RECORDED INFORMATION
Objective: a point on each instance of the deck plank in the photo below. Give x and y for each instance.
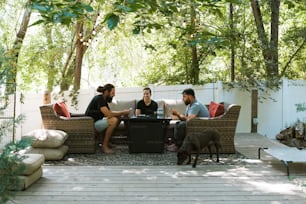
(256, 181)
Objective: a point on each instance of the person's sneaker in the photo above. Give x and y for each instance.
(172, 148)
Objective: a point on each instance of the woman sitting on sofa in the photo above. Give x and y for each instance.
(146, 105)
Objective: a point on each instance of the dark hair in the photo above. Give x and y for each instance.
(147, 89)
(106, 87)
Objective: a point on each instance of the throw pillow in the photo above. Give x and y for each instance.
(215, 109)
(61, 109)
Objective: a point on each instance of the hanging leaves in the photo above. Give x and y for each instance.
(60, 11)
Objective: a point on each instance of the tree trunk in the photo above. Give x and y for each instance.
(275, 4)
(269, 49)
(195, 70)
(231, 17)
(51, 66)
(13, 53)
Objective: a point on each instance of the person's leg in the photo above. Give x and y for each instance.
(179, 132)
(112, 124)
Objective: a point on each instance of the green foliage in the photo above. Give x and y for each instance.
(60, 11)
(10, 167)
(112, 20)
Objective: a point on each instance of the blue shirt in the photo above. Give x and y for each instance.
(197, 109)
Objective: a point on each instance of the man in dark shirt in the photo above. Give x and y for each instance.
(104, 118)
(146, 105)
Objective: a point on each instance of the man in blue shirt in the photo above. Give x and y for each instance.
(194, 109)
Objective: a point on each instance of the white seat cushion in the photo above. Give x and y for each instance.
(50, 153)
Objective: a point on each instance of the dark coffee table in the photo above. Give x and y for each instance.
(146, 134)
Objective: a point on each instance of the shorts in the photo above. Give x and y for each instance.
(101, 124)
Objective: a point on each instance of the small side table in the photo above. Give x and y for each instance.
(147, 134)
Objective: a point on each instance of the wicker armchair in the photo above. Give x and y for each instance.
(225, 124)
(80, 130)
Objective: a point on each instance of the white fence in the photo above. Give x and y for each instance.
(288, 107)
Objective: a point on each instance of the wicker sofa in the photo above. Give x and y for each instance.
(83, 138)
(226, 125)
(80, 129)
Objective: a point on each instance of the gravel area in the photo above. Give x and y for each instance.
(121, 157)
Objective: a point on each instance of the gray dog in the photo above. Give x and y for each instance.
(196, 142)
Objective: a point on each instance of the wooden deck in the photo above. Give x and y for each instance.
(259, 181)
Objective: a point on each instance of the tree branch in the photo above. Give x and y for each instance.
(292, 57)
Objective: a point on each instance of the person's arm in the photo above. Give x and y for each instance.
(179, 115)
(108, 113)
(193, 112)
(138, 112)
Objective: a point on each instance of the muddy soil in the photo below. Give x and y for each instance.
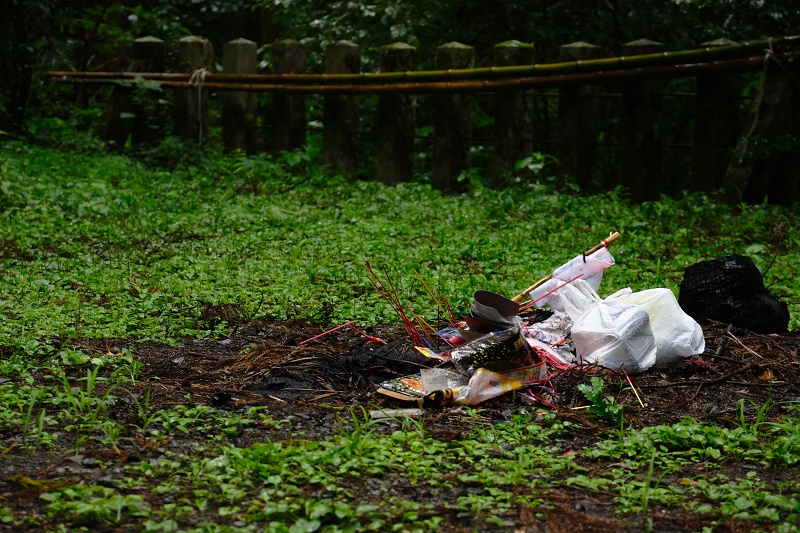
(313, 384)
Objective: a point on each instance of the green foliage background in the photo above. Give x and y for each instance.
(103, 246)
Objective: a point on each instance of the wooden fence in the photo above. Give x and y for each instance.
(727, 144)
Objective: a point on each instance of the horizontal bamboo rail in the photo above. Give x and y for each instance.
(270, 82)
(594, 77)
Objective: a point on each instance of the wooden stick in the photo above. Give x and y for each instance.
(605, 243)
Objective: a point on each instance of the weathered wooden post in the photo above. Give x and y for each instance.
(191, 105)
(513, 114)
(288, 110)
(640, 151)
(239, 107)
(763, 165)
(340, 111)
(396, 119)
(125, 118)
(452, 121)
(577, 121)
(716, 125)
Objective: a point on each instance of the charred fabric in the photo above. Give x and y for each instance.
(558, 324)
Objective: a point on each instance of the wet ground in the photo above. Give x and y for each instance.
(311, 383)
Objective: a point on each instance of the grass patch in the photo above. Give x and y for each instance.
(101, 247)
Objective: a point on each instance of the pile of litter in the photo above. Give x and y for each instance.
(505, 345)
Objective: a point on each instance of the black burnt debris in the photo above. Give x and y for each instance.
(731, 290)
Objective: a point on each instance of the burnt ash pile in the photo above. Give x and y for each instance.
(731, 290)
(264, 364)
(292, 368)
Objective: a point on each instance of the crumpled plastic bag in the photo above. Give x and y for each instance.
(677, 335)
(614, 335)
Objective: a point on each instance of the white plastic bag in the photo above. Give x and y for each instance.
(586, 267)
(616, 336)
(677, 334)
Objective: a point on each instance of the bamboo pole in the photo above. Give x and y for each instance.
(605, 243)
(562, 80)
(699, 55)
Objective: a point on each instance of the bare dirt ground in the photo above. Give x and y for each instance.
(312, 384)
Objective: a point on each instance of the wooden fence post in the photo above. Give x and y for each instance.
(452, 121)
(716, 125)
(577, 121)
(288, 110)
(124, 117)
(639, 151)
(396, 119)
(191, 105)
(513, 114)
(763, 165)
(239, 107)
(340, 111)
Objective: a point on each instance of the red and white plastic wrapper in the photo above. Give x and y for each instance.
(485, 384)
(586, 267)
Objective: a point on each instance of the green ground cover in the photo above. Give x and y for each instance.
(100, 246)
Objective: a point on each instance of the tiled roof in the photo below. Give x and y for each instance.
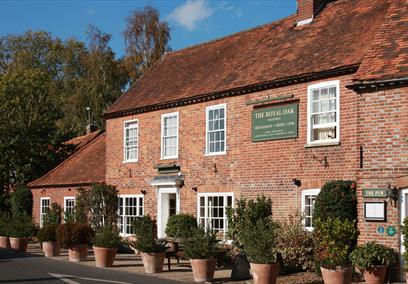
(339, 36)
(388, 57)
(86, 166)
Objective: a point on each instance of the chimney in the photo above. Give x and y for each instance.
(91, 128)
(307, 10)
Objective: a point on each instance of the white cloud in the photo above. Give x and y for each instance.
(190, 13)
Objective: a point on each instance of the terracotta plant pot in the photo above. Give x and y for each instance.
(4, 242)
(264, 273)
(203, 269)
(153, 262)
(104, 257)
(340, 275)
(50, 249)
(375, 275)
(78, 253)
(19, 244)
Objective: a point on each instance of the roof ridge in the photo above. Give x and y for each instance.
(67, 160)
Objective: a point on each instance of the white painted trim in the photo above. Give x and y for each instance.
(207, 109)
(124, 141)
(163, 116)
(326, 84)
(305, 192)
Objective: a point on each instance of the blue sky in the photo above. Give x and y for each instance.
(191, 21)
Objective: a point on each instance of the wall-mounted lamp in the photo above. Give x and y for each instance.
(296, 182)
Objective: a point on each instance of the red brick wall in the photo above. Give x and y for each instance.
(249, 168)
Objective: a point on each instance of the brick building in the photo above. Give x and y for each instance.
(276, 110)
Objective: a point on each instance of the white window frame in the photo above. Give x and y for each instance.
(137, 209)
(65, 202)
(335, 83)
(305, 193)
(125, 160)
(42, 215)
(207, 148)
(214, 194)
(176, 114)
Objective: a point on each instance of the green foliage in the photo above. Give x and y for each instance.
(48, 233)
(371, 254)
(251, 226)
(107, 237)
(337, 199)
(334, 239)
(54, 214)
(296, 245)
(200, 244)
(22, 200)
(22, 226)
(144, 229)
(74, 234)
(181, 225)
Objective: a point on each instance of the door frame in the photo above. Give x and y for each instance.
(160, 190)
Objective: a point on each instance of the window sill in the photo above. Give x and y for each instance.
(322, 144)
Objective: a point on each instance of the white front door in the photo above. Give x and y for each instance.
(168, 203)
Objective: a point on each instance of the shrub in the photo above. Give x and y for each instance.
(53, 215)
(335, 240)
(144, 229)
(22, 201)
(74, 234)
(296, 245)
(371, 254)
(181, 225)
(201, 244)
(337, 199)
(48, 233)
(22, 226)
(107, 237)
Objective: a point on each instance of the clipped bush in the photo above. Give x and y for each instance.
(22, 226)
(334, 239)
(371, 254)
(181, 225)
(296, 245)
(200, 244)
(337, 199)
(48, 233)
(74, 234)
(144, 229)
(107, 237)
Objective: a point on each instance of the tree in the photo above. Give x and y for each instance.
(146, 40)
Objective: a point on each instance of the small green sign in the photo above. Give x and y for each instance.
(375, 192)
(391, 231)
(275, 123)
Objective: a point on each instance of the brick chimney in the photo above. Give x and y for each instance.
(308, 9)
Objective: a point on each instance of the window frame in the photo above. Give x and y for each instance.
(207, 111)
(41, 207)
(162, 150)
(310, 88)
(305, 193)
(125, 160)
(119, 216)
(214, 194)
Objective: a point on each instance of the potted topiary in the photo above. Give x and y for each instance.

WHAT YOU SHOULD DO
Add 3 to each x and y coordinate in the answers from the line containing "Objective: a point on each instance of the white front" through the last line, and write out that whole stretch again with every other line unchanged.

SOLUTION TO THIS PROBLEM
Objective: a point on each instance of the white front door in the photo above. Give x and y for each instance.
(171, 206)
Objective: a point on each instance of the shrub in the photo above. Give x and y for each instance.
(56, 218)
(338, 243)
(147, 232)
(25, 204)
(77, 237)
(299, 248)
(374, 257)
(184, 228)
(204, 247)
(340, 202)
(51, 236)
(25, 229)
(110, 240)
Objective: a point on each instance of the clipped bush in the photo above. Give x and y for each instance.
(25, 229)
(337, 242)
(374, 257)
(184, 228)
(299, 248)
(203, 247)
(340, 202)
(51, 236)
(77, 237)
(147, 232)
(110, 240)
Objective: a point on each instance of the tree in the photo above. Give x and y for each instance.
(149, 43)
Objective: a point on each instance of the small green sign in the photo above. Give x and y for each instance.
(378, 195)
(394, 234)
(278, 126)
Objective: a point on each instance of the brick chimney in the photo above. Give x and y for each instance.
(311, 12)
Objective: a point on each instance of the window frame in the photo above. Give x and y for each instance.
(210, 114)
(44, 210)
(165, 153)
(313, 91)
(308, 196)
(128, 163)
(122, 219)
(217, 197)
Objective: a point on each instance of the potted topiary in the photo above. Give x and y for each instance.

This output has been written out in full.